**WHAT YOU NEED TO DO:**
a: Answer these questions from the straitjacket article:
(i) Which materials are most common for institutional straitjackets?
(ii) In what year did the Irish physician David Macbride describe the straitjacket in a book?
(iii) How many asylums were in the United States in 1865?
b: Can you go on with the straitjacket article from the point where it stops?

(SELECTED PASSAGE)

A straitjacket is a garment shaped like a jacket with long sleeves that surpass the tips of the wearer's fingers. Its most typical use is restraining people who may cause harm to themselves or others. Once the wearer slides their arms into the sleeves, the person restraining the wearer crosses the sleeves against the chest and ties the ends of the sleeves to the back of the jacket, ensuring the arms are close to the chest with as little movement as possible.

Although straitjacket is the most common spelling, strait-jacket is also frequent. Straitjackets are also called camisoles.

The effect of a straitjacket as a restraint makes it of special interest in escapology. The straitjacket is also a staple prop in stage magic.

The straitjacket comes from the Georgian era of medicine. Physical restraint was used both as treatment for mental illness and to pacify patients in understaffed asylums.

Due to their strength, canvas and duck cloth are the most common materials for institutional straitjackets.

History

The word "strait", in this context, means "confinement". 
The straitjacket is described as early as 1772, in a book by the Irish physician David Macbride, though there are claims an upholsterer named Guilleret invented it in 1790 France for Bicêtre Hospital. (See the French Wikipedia article, Camisole de force.)

Before the development of psychiatric medications and talking therapy, doctors did not know how to treat mental disorders such as schizophrenia, depression, and anxiety disorders. They attempted treatments that are cruel by modern standards, and the straitjacket was one of them. At the height of its use, doctors considered it more humane than restraints of ropes or chains. It prevented the patient from damaging clothes or furniture, and from injuring self, staff, or fellow inmates.

Before the American Civil War, the mentally ill were often in poorhouses, workhouses, or prisons when their families could no longer care for them. Patients were forced to live with criminals and treated likewise: locked in a cell or even chained to walls. By the 1860s, Americans wanted to provide better assistance to the less fortunate, including the mentally ill. The number of facilities devoted to the care of people with mental disorders saw a dramatic increase. These facilities, meant to be places of refuge, were called insane asylums. Between 1825 and 1865, the number of asylums in the United States increased from nine to sixty-two.

The establishment of asylums did not mean treatment improved. Because doctors did not understand what caused the behavior of their patients, they often listed the possible causes of mental illness as religious excitement, sunstroke, or even reading novels . They believed the patient had lost all control over their morals and strict discipline was necessary to help the patient regain self-control. Asylums often employed straitjackets to restrain patients who could not control themselves.

(End SELECTED PASSAGE)
(RECORDS SHOWN)

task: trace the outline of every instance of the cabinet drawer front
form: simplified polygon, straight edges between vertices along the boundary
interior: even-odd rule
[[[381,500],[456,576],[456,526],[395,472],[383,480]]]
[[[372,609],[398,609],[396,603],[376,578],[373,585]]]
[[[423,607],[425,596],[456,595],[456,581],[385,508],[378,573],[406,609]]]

(End RECORDS SHOWN)

**OUTPUTS BY TASK:**
a:
(i) Canvas and duck cloth
(ii) 1772
(iii) Sixty-two

b:
Many assessors, including Marie Ragone and Diane Fenex, considered straitjackets humane, gentler than prison chains. The restraint seemed to apply little to no pressure to the body or limbs and did not cause skin abrasions. Moreover, straitjackets allowed some freedom of movement. Unlike patients anchored to a chair or bed by straps or handcuffs, those in straitjackets could walk. Some registered nurse specialists even recommended restrained individuals stroll outdoors, thereby reaping the benefits of both control and fresh air.

Despite its popular consideration as humane, straitjackets were misused. Over time, asylums filled with patients and lacked adequate staff to provide proper care. The attendants were often ill-trained to work with the mentally ill and resorted to restraints to maintain order and calm. In fact, during the late nineteenth and early twentieth centuries, some prisons even used straitjackets to punish or torture inmates.

Modified variants of the garment are still in use. A particular brand of straitjacket is called an "Argentino" suit, manufactured by PSP Argentino Inc. In Canada in 2015, there was a class action lawsuit that won over the misuse of the restraint.

Security

The security of a straitjacket depends very much on its size, which should be as small as practicable to be secure. A tight jacket at the chest and armpits will make it difficult for the wearer to pull the arms out of the sleeves.

The sleeves of the jacket are sewn shut at the ends—a significant restraint in itself because it restrains the use of the hands. The arms are folded across the front, with the ends of the sleeves wrapping around to fasten or tie behind the back. On some jackets, the sleeve-ends are anchored to the garment to allow the fastening or knot to rotate away from the wearer's hands as they move their arms, making it more difficult to undo. Some straitjackets are designed to have the person's arms crossed behind them rather than in front to ensure further restraint.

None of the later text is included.